Grêmio Estudantil
Ainda sem muito saco para ficção, e como o TdP Charada disse que a história valia o post, vamos lá...
Quando eu estudava no primeiro grau, 827 anos atrás, havia um divisor de águas entre a quarta e a quinta série.
Não apenas porque era o fim do ensino fundamental e começo do ginasial... passávamos a ter vários professores, um para cada disciplina. Com isso, começávamos também a usar caderno de 10 matérias e bic de 4 cores, ou até a de 10 cores - ainda não era sabido que elas deixavam a mão dolorida e torta.
Aposentávamos a mochila e comecávamos a levar os cadernos para a escola na mão.
Por quê? Ora... porque era como víamos todos os outros estudantes do ginásio fazer, então fazíamos também.
Logo no primeiro dia de aula, tivemos a notícia de que também já tínhamos o direito de montar chapas para concorrer ao grêmio estudantil, cuja eleição aconteceria após algumas semanas.
Como eu ainda não era lá muito politizado e nem era de muitas atitudes, a princípio esse fato não me despertou muito interesse.
Nesse mesmo dia, na hora do recreio intervalo, dando uma volta próximo a quadra esportiva, vi um conhecido sentado à arquibancada, fazendo anotações em um caderno. Ele havia estudado comigo nos 3 anos anteriores, mas havia então caído em outra sala (era da 5A, e eu da 5B). Perguntei o que ele estava fazendo... ele disse que estava montando uma chapa para concorrer ao grêmio.
Minha memória não é tão boa a ponto de me deixar lembrar o que pensei antes de pedir pra entrar na chapa, mas pedi.
Ele fez uma cara de "não sei", e disse que só havia um dos cargos ainda disponível. Todos os outros haviam sido preenchidos a dedo... ele sentou lá no início do recreio intervalo, e quando passava alguém, apontava o dedo e perguntava "ei, você quer entrar na minha chapa?"
Mas enfim, fui aceito e meu nome escrito ao lado do cargo até então disponível: vice-presidente.
Como qualquer outra novidade na vida de um adolescente, a experiência foi empolgante.
Mas longe de querer dissertar a respeito do quanto aprendi com ela (já que nada aprendi), de querer traçar um panorama em que todos nos sentimos cidadãos ativos dentro de uma democracia (porque não nos sentimos), ou de querer salientar um paralelo com a vida pública atual (até porque essa não precisa de salientação), vou logo aos pontos que valem ser registrados...
Começando pelos integrantes da nossa chapa (Número 3, pela ordem de inscrição na diretoria da escola)...
Eram 13 cargos por chapa. Pelo que me recordo, a estrutura hierárquica era mais ou menos essa:
Presidente
Vice-Presidente
1º Tesoureiro
2º Tesoureiro
Orador
1º Secretário
2º Secretário
Diretor de Imprensa
Diretor de alguma coisa
Diretor de alguma outra coisa
1º Suplente
2º Suplente
Nosso candidato a presidente, o tal que havia iniciado tudo, era um gordo relaxado, carinhosamente conhecido como "Rola Bosta", devido a um episódio ocorrido algum tempo antes, envolvendo uma bola de futebol, sua camiseta e um tolete seco.

REGISTROS FORNECIDOS
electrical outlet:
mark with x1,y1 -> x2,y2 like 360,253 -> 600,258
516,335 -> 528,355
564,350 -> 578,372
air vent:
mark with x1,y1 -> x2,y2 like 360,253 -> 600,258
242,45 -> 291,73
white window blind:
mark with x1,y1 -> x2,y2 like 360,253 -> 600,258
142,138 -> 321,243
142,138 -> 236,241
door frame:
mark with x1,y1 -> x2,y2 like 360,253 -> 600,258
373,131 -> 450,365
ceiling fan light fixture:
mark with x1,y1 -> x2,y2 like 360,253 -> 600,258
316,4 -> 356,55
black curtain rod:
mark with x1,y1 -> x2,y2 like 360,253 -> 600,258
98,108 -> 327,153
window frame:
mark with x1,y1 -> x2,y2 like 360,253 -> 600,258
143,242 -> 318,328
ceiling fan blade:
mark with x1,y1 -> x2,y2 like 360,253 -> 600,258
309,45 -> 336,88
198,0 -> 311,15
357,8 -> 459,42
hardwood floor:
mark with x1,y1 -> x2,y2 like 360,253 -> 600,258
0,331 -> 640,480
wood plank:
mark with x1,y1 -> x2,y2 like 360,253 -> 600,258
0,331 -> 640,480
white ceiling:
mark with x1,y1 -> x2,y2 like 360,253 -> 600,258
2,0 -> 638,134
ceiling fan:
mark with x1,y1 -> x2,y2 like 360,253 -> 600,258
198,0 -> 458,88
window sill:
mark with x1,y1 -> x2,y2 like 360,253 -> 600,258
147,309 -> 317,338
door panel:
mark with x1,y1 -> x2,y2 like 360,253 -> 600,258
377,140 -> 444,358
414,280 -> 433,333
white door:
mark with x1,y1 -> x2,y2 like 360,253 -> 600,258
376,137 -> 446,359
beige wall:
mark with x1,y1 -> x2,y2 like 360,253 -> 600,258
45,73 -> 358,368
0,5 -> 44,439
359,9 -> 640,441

INSTRUÇÕES DO EXERCÍCIO
- A) Segundo o relato sobre o grêmio estudantil, por que os alunos deixavam a mochila de lado e começavam a levar os cadernos na mão? Responda em uma ou duas frases.
- B) Responda, com base no relato sobre o grêmio estudantil:
(i) Em que sala estava o conhecido que montava a chapa?
(ii) Que número tinha a chapa e por qual critério?
(iii) Qual cargo ainda estava disponível quando o narrador foi aceito?

RESULTADOS DAS TAREFAS
- A) Eles faziam isso porque viam todos os outros estudantes do ginásio fazerem assim. Por isso passavam a fazer também.

- B)
(i) Na 5A.
(ii) Número 3, pela ordem de inscrição na diretoria da escola.
(iii) Vice-presidente.